--- Source material ---
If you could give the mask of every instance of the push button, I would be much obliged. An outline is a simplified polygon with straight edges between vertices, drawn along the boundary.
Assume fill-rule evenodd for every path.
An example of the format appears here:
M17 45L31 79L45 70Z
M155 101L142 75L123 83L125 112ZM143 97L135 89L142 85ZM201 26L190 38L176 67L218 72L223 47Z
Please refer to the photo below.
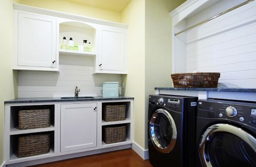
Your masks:
M252 119L251 122L253 124L256 124L256 119Z

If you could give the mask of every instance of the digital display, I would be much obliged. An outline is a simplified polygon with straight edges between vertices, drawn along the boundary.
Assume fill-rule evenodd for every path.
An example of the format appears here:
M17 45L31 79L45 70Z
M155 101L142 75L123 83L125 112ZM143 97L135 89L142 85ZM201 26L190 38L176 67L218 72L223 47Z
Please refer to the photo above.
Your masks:
M251 116L256 117L256 109L251 109Z

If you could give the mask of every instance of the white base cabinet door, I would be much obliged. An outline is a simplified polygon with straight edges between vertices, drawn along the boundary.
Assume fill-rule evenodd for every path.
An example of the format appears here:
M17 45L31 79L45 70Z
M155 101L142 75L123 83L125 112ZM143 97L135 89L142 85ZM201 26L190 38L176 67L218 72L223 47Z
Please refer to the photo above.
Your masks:
M14 47L18 49L14 56L14 68L49 70L56 68L56 19L17 13L18 34L14 37L17 38L18 42Z
M97 146L97 103L61 105L61 152Z

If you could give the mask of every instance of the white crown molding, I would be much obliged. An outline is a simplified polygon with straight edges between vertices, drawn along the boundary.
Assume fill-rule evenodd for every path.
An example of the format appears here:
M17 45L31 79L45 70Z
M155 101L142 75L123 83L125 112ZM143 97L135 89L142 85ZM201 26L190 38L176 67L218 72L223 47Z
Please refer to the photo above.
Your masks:
M70 14L64 12L58 12L48 9L46 9L36 7L34 7L14 3L13 8L14 9L20 10L24 11L33 12L39 14L45 14L56 17L64 18L80 21L82 21L90 23L108 25L120 28L127 29L128 25L121 23L107 21L100 19L86 17L79 15Z
M172 17L199 0L188 0L169 13L169 15L171 17Z

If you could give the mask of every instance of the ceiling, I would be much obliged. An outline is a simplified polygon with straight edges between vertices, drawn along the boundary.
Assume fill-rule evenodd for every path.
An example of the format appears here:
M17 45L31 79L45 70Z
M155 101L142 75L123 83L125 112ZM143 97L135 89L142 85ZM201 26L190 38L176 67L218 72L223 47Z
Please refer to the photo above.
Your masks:
M121 12L131 0L68 0L83 5Z

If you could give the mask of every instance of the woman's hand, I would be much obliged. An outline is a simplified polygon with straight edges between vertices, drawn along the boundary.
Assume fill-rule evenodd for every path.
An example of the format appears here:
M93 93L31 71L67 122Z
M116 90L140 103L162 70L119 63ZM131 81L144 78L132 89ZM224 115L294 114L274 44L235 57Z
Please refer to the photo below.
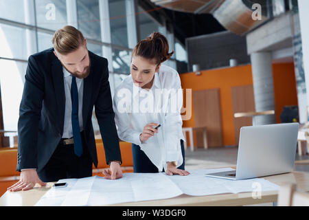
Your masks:
M158 129L154 129L159 124L157 123L149 123L147 124L143 130L143 133L139 135L139 140L141 142L146 142L150 138L154 135L154 133L158 133Z
M176 168L176 166L172 162L168 162L168 167L165 173L168 175L173 175L174 174L179 174L181 176L187 176L190 174L187 170L183 170Z

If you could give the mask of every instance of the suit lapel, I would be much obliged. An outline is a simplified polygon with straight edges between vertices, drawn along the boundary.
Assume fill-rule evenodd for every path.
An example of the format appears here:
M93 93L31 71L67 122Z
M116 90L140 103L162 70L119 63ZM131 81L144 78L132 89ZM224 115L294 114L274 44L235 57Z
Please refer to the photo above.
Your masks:
M87 120L87 114L91 107L92 100L92 89L93 87L93 61L89 53L89 58L91 62L89 75L84 78L84 92L82 95L82 123L84 129L85 128ZM92 114L92 113L91 113Z
M57 102L57 108L62 135L63 132L63 124L65 122L65 93L62 65L58 58L55 58L52 62L52 76L53 78L54 88L55 89L55 96Z

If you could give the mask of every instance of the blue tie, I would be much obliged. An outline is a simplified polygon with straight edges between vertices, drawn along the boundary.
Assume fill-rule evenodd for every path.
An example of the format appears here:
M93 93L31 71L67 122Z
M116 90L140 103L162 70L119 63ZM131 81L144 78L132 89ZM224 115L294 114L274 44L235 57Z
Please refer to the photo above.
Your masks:
M74 153L78 157L80 157L82 154L82 143L80 131L80 122L78 121L78 91L76 78L74 76L72 76L71 99L72 100L72 129L74 139Z

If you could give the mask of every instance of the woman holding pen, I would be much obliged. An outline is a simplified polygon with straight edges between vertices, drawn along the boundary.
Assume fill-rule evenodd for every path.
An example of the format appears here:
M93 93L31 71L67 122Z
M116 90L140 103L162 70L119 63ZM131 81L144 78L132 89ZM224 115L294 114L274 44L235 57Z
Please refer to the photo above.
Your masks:
M185 170L180 77L161 64L174 54L168 50L159 32L138 43L132 52L131 74L114 94L118 135L132 143L135 173L190 174Z

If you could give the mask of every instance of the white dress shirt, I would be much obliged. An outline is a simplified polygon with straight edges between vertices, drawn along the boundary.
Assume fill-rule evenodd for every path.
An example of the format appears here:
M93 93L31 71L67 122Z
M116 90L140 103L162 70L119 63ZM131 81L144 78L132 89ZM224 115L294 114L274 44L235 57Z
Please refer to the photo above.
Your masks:
M73 137L72 129L72 101L71 100L71 85L72 83L72 75L62 67L63 78L65 82L65 123L63 125L62 138L71 138ZM80 122L80 130L83 129L82 124L82 96L84 91L84 79L76 78L76 85L78 91L78 121Z
M118 135L123 141L139 145L159 170L166 170L167 162L177 162L179 166L183 162L182 105L181 80L175 69L161 65L149 90L135 85L131 75L128 76L113 98ZM158 133L141 143L139 135L151 122L163 124Z

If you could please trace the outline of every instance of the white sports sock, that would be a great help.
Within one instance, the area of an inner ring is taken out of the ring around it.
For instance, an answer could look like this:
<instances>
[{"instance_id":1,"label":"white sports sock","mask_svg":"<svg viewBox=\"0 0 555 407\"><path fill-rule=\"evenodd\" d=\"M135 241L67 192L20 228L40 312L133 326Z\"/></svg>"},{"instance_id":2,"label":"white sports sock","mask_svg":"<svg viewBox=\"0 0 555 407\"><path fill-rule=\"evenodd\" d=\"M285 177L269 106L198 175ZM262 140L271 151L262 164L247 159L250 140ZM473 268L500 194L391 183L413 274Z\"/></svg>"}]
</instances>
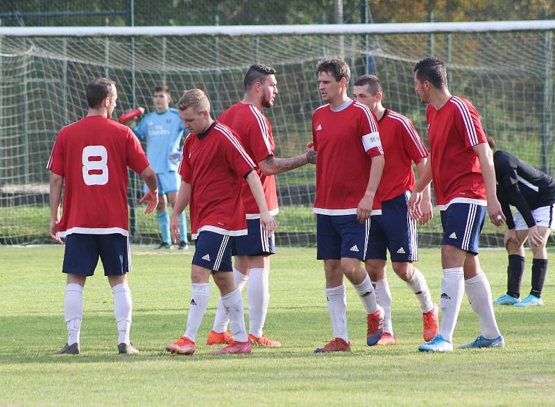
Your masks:
<instances>
[{"instance_id":1,"label":"white sports sock","mask_svg":"<svg viewBox=\"0 0 555 407\"><path fill-rule=\"evenodd\" d=\"M491 288L488 277L484 272L468 279L464 282L466 296L472 311L478 314L481 324L481 336L486 339L495 339L501 334L493 313Z\"/></svg>"},{"instance_id":2,"label":"white sports sock","mask_svg":"<svg viewBox=\"0 0 555 407\"><path fill-rule=\"evenodd\" d=\"M243 295L239 289L221 296L221 301L228 315L230 316L231 333L233 340L246 342L247 331L245 327L245 309L243 304Z\"/></svg>"},{"instance_id":3,"label":"white sports sock","mask_svg":"<svg viewBox=\"0 0 555 407\"><path fill-rule=\"evenodd\" d=\"M116 314L117 324L117 343L128 345L133 308L131 291L127 283L122 283L112 287L112 293L114 294L114 313Z\"/></svg>"},{"instance_id":4,"label":"white sports sock","mask_svg":"<svg viewBox=\"0 0 555 407\"><path fill-rule=\"evenodd\" d=\"M325 289L327 299L327 312L332 320L334 338L341 338L348 343L347 334L347 294L345 284Z\"/></svg>"},{"instance_id":5,"label":"white sports sock","mask_svg":"<svg viewBox=\"0 0 555 407\"><path fill-rule=\"evenodd\" d=\"M391 291L389 284L385 278L377 282L372 282L374 292L376 293L376 302L384 309L384 332L393 336L393 327L391 322Z\"/></svg>"},{"instance_id":6,"label":"white sports sock","mask_svg":"<svg viewBox=\"0 0 555 407\"><path fill-rule=\"evenodd\" d=\"M270 302L270 288L268 270L265 268L251 268L247 288L248 298L248 333L256 338L262 336L262 330Z\"/></svg>"},{"instance_id":7,"label":"white sports sock","mask_svg":"<svg viewBox=\"0 0 555 407\"><path fill-rule=\"evenodd\" d=\"M376 303L376 293L374 292L374 287L372 286L372 282L370 281L368 275L366 275L364 279L359 284L352 284L357 294L359 295L364 309L368 313L374 313L377 310Z\"/></svg>"},{"instance_id":8,"label":"white sports sock","mask_svg":"<svg viewBox=\"0 0 555 407\"><path fill-rule=\"evenodd\" d=\"M441 297L439 301L443 316L438 333L443 339L449 342L453 342L453 331L455 330L463 295L463 268L444 268L443 277L441 279Z\"/></svg>"},{"instance_id":9,"label":"white sports sock","mask_svg":"<svg viewBox=\"0 0 555 407\"><path fill-rule=\"evenodd\" d=\"M428 284L426 284L424 275L415 267L411 279L406 283L411 291L414 293L416 298L418 299L422 312L426 313L432 311L432 309L434 308L434 302L432 300L432 294L429 292Z\"/></svg>"},{"instance_id":10,"label":"white sports sock","mask_svg":"<svg viewBox=\"0 0 555 407\"><path fill-rule=\"evenodd\" d=\"M189 338L193 342L196 339L196 333L203 317L206 312L206 307L210 300L210 284L209 283L192 283L191 284L191 302L189 307L189 315L187 318L187 331L183 336Z\"/></svg>"},{"instance_id":11,"label":"white sports sock","mask_svg":"<svg viewBox=\"0 0 555 407\"><path fill-rule=\"evenodd\" d=\"M243 287L248 281L248 276L245 275L239 271L234 267L233 268L233 281L235 282L235 285L239 288L239 291L243 291ZM225 307L222 304L221 298L218 302L218 308L216 310L216 316L214 318L214 327L212 331L221 334L228 330L228 324L230 322L230 318L228 316L228 313L225 311Z\"/></svg>"},{"instance_id":12,"label":"white sports sock","mask_svg":"<svg viewBox=\"0 0 555 407\"><path fill-rule=\"evenodd\" d=\"M83 320L83 287L79 284L65 287L64 320L67 327L67 345L79 342Z\"/></svg>"}]
</instances>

--- Written instruction ---
Copy out the lines of the material from the one containing "the ceiling, I" through the one containing "M121 12L131 0L68 0L83 5Z", including both of those lines.

--- Full output ---
If you could give the mask of every instance of the ceiling, I would be much obliged. An outline is a simplified polygon with straight edges between vertices, drawn along the boundary.
Assume fill-rule evenodd for every path.
An example of the format appears here:
M17 45L31 79L45 70Z
M155 101L142 75L123 83L125 112ZM143 97L135 89L142 85ZM201 26L190 38L176 67L218 72L223 47Z
Please refer to the photo above.
Your masks:
M121 12L131 0L68 0L83 5Z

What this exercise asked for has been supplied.